__Provided text__:
=====
Impressions: F10 523i vs. W212 E250 CGI

By James Wong

The rising middle class in the world, particularly in Asia, can only mean one thing – the mid-size executive luxury saloon market will continue to balloon as aspiring newly wealthy people search for the best car for which to part their money with. They wouldn’t buy an S-Class or a 7 Series, because that is what their boss would drive, but they wouldn’t want to be seen in a C-Class or 3 Series either, which might imply that they are getting a paycheck that isn’t as big as they would want. They would go for the segment of the Audi A6, Jaguar XF, BMW 5 Series and the like, and the two frontrunners of this hotly contested group is undoubtedly the E-Class and the 5 Series, both of which are the biggest players in the Singaporean market.

Readers of Autosavant from North America might be unfamiliar to the F10 523i and W212 E250 CGI, as the base models for the North American market are usually the bigger capacity 6-cylinder models. In Asia however (I cannot pinpoint exactly the reason for it to be so), the base models, which are also the volume sellers, are usually much smaller in displacement than what you might have in the US. For instance, the 523i mentioned in this article has a 2.5-litre inline-6 engine that is good for 204bhp and 250Nm of torque. This 523i is not be confused with the 523i offered in Europe, which actually has a detuned 3.0-litre engine that puts out roughly similar output levels as the smaller displacement I6. The E250 CGI on the other hand goes a step further in downsizing by being equipped with a 4-cylinder 1.8-litre turbocharged engine that is good for 204bhp and 310Nm of torque.

There are many reasons for this, but a few certainly come to mind straightaway. Firstly, road tax is a huge penalty in many Asian countries, sometimes rising exponentially in relation to the size of the engine. Secondly, many buyers of such cars usually want the ‘latest in town’, with little regard to what’s beneath the bonnet, so the lower price point of these models is an important factor as well. Thirdly, import duties are also high in many Asian countries, out-pricing the higher-displacement models out of its intended target market. So, as you can see, we do not have the luxury of owning cars with bigger engines as some people do in other parts of the world, but it is okay, because both BMW and MB have put in a world-class effort in making sure their base models are no pushovers either.
=====
__Instructions to follow__:
Reproduce the part of the car comparison text starting at "By James Wong" and ending at "the Singaporean market.". The records below have nothing to do with what is asked here.
=====
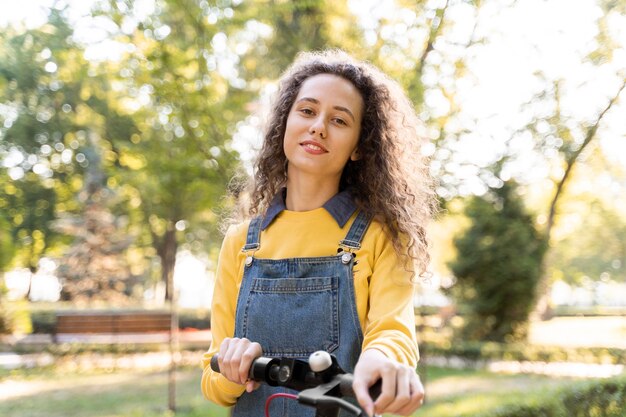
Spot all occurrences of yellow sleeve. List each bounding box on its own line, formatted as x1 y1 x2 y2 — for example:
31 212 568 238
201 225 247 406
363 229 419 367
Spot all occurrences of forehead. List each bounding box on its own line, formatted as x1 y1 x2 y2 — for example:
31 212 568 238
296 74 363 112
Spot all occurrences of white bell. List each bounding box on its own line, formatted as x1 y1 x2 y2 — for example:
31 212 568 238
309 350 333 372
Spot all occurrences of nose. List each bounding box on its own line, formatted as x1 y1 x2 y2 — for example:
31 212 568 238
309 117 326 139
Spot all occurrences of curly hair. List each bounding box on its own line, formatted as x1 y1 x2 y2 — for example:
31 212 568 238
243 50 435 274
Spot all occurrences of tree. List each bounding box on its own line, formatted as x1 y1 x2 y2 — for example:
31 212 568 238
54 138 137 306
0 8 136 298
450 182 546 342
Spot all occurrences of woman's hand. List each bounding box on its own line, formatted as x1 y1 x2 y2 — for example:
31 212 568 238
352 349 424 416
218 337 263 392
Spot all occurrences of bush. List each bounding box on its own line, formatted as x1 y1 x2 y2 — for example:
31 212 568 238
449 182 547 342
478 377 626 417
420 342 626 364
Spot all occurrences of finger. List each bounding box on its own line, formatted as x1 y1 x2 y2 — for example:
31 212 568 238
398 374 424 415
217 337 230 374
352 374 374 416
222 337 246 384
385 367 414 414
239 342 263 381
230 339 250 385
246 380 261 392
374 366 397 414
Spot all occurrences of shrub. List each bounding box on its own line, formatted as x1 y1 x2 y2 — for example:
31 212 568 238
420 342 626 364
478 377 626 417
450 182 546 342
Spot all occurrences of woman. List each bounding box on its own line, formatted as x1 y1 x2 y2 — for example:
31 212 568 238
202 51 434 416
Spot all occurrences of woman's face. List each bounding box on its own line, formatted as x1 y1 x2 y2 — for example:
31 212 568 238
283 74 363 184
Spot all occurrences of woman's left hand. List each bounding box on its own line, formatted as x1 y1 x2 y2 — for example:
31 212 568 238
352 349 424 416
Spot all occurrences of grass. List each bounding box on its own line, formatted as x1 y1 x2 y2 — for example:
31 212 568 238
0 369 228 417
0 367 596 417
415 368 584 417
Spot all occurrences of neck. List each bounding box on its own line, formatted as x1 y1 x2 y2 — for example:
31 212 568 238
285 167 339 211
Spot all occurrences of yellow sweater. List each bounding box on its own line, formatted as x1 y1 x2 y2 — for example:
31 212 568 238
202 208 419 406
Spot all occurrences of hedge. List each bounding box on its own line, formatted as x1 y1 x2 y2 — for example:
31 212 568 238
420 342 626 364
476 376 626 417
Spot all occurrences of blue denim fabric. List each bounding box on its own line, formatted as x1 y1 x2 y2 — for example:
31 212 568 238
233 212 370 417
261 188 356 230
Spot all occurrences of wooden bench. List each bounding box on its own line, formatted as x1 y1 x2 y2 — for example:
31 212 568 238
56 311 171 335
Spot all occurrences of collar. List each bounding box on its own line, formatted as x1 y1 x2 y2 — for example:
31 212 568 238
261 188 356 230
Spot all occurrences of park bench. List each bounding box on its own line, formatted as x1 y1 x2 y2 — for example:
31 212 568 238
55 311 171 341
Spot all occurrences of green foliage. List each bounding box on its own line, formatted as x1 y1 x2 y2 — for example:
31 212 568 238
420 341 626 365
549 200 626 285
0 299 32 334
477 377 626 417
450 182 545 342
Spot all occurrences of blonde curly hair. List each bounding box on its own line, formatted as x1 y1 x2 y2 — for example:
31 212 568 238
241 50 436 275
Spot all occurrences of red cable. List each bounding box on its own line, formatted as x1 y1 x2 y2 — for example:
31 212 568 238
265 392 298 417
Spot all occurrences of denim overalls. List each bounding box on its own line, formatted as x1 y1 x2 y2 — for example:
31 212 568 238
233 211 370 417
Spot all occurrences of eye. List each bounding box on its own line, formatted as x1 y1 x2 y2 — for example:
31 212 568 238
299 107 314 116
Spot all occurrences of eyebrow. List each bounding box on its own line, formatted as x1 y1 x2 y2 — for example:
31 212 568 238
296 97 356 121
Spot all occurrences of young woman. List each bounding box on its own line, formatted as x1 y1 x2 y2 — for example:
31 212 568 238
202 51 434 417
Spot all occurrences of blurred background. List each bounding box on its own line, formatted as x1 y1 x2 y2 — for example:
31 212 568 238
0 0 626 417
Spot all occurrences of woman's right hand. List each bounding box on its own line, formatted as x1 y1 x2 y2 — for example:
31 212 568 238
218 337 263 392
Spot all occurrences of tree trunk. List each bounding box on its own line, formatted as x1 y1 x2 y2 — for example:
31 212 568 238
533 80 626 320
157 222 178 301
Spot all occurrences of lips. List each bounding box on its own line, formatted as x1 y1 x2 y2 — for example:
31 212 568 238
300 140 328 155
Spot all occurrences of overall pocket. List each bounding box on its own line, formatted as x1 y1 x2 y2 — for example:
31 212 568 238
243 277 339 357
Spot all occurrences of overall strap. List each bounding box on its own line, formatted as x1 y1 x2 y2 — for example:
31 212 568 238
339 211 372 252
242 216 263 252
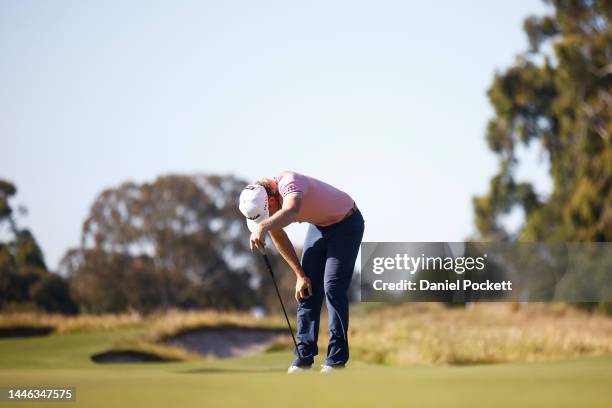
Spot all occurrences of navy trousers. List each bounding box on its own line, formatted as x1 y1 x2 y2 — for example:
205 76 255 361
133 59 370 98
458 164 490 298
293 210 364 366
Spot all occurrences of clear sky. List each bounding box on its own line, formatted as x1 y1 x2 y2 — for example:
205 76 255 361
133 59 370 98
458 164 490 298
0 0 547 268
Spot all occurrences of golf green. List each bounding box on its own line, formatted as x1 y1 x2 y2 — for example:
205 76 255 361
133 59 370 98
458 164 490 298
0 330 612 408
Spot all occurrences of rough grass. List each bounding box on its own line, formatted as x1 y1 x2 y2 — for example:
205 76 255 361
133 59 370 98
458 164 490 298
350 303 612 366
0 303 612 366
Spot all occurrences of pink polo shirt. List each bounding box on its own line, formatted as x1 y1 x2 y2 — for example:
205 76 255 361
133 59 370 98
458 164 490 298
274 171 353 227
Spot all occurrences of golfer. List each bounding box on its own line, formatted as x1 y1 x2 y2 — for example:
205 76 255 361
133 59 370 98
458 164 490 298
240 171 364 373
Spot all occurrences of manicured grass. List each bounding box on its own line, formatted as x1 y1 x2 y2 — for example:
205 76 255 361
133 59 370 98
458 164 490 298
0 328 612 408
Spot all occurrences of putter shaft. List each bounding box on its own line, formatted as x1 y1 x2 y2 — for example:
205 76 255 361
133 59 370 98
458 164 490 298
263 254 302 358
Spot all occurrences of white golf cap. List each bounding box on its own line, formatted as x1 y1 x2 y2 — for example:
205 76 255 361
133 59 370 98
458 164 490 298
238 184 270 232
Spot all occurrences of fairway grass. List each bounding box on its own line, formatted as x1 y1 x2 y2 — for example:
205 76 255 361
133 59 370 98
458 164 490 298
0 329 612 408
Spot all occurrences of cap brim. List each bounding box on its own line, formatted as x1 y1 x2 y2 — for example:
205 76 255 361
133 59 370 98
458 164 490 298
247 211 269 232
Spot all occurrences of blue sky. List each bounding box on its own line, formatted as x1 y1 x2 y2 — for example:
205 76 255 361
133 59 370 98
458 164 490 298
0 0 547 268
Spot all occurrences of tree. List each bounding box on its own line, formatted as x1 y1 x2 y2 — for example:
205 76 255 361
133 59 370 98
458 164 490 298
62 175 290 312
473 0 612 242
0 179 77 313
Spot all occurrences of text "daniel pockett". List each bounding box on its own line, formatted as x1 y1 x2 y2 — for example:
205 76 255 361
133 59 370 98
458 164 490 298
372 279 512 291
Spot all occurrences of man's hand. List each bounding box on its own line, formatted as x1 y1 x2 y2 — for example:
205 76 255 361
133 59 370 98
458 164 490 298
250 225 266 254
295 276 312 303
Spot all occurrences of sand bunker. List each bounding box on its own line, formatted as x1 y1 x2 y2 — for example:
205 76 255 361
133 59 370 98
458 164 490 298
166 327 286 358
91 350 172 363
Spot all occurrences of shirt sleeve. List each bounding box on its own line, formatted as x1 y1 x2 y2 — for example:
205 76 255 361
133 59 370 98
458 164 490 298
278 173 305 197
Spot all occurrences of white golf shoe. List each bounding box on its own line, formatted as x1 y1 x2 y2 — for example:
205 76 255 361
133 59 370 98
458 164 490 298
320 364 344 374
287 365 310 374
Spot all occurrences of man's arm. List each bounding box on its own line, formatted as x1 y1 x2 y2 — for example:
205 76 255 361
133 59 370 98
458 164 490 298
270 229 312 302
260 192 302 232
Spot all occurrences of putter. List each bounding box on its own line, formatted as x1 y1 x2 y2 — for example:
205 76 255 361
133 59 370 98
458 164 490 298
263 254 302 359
=====
__Finished answer__:
By James Wong

The rising middle class in the world, particularly in Asia, can only mean one thing – the mid-size executive luxury saloon market will continue to balloon as aspiring newly wealthy people search for the best car for which to part their money with. They wouldn’t buy an S-Class or a 7 Series, because that is what their boss would drive, but they wouldn’t want to be seen in a C-Class or 3 Series either, which might imply that they are getting a paycheck that isn’t as big as they would want. They would go for the segment of the Audi A6, Jaguar XF, BMW 5 Series and the like, and the two frontrunners of this hotly contested group is undoubtedly the E-Class and the 5 Series, both of which are the biggest players in the Singaporean market.